**Problem details**
Render each line of the data below as a string in a JSON list, one string per line, and leave out blank lines.

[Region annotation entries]
·····

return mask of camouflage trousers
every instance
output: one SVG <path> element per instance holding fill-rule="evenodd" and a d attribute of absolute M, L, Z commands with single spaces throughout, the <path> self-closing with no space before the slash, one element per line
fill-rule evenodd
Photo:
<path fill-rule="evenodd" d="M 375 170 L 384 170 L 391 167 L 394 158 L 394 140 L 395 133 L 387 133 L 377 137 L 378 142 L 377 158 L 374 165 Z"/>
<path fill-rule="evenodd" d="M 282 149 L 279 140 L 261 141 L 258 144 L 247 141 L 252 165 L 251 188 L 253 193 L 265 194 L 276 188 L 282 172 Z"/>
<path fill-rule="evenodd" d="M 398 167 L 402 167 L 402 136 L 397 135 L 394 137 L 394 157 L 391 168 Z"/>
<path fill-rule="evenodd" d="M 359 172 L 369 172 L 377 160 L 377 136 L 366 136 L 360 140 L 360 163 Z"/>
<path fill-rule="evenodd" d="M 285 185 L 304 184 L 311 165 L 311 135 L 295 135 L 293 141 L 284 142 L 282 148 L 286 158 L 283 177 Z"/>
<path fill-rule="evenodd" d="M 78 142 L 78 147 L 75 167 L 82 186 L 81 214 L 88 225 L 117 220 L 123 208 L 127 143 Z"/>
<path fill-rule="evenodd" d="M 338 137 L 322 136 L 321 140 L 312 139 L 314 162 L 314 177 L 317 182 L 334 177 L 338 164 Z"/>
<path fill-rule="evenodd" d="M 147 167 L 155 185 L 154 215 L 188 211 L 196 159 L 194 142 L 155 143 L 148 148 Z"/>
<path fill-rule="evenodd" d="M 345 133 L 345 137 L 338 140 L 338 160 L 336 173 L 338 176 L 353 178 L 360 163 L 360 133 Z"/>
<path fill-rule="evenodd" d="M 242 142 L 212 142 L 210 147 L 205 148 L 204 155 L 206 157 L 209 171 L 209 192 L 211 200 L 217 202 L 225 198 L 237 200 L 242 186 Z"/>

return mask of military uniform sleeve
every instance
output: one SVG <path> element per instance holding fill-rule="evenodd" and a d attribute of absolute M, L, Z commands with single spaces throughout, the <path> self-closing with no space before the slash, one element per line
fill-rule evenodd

·····

**Solved exercise**
[
  "return mask of camouflage trousers",
  "every instance",
  "output: one SVG <path> element per instance holding fill-rule=\"evenodd\" and a d attribute of absolute M, L, Z commands with single spaces throughout, the <path> self-closing with no space before the slash, one element per line",
  "fill-rule evenodd",
  "Photo:",
  "<path fill-rule=\"evenodd\" d=\"M 375 170 L 384 170 L 391 167 L 394 158 L 394 140 L 395 133 L 387 133 L 377 137 L 378 142 L 377 158 L 374 165 Z\"/>",
  "<path fill-rule=\"evenodd\" d=\"M 282 149 L 279 140 L 261 141 L 258 144 L 247 141 L 252 165 L 251 188 L 253 193 L 265 194 L 276 188 L 282 172 Z\"/>",
  "<path fill-rule=\"evenodd\" d=\"M 398 167 L 402 167 L 402 136 L 397 135 L 394 137 L 394 157 L 391 168 Z\"/>",
  "<path fill-rule=\"evenodd\" d=\"M 359 172 L 369 172 L 377 160 L 377 136 L 366 136 L 360 140 L 360 163 Z\"/>",
  "<path fill-rule=\"evenodd\" d=\"M 285 185 L 304 184 L 311 165 L 311 135 L 295 135 L 293 141 L 284 142 L 282 148 L 286 158 L 283 177 Z\"/>",
  "<path fill-rule=\"evenodd\" d=\"M 78 142 L 78 147 L 75 167 L 82 186 L 81 214 L 88 225 L 117 220 L 123 208 L 127 143 Z\"/>",
  "<path fill-rule=\"evenodd\" d=\"M 338 137 L 322 136 L 321 140 L 312 139 L 314 162 L 314 177 L 317 182 L 334 177 L 338 164 Z\"/>",
  "<path fill-rule=\"evenodd\" d=\"M 147 167 L 155 185 L 154 215 L 188 211 L 196 159 L 194 142 L 155 143 L 148 148 Z\"/>",
  "<path fill-rule=\"evenodd\" d=\"M 345 133 L 345 137 L 338 140 L 338 160 L 336 173 L 338 176 L 353 178 L 360 163 L 360 133 Z\"/>",
  "<path fill-rule=\"evenodd\" d=\"M 242 142 L 212 142 L 210 147 L 205 148 L 204 155 L 206 157 L 209 171 L 209 192 L 211 200 L 217 202 L 225 198 L 237 200 L 242 186 Z\"/>",
  "return mask of military uniform sleeve",
  "every instance",
  "output: one SVG <path> element per instance holding fill-rule=\"evenodd\" and a d attribute of absolute M, L, Z commands with single spaces throughout, the <path> self-closing with no space before the slash, one element per line",
  "fill-rule evenodd"
]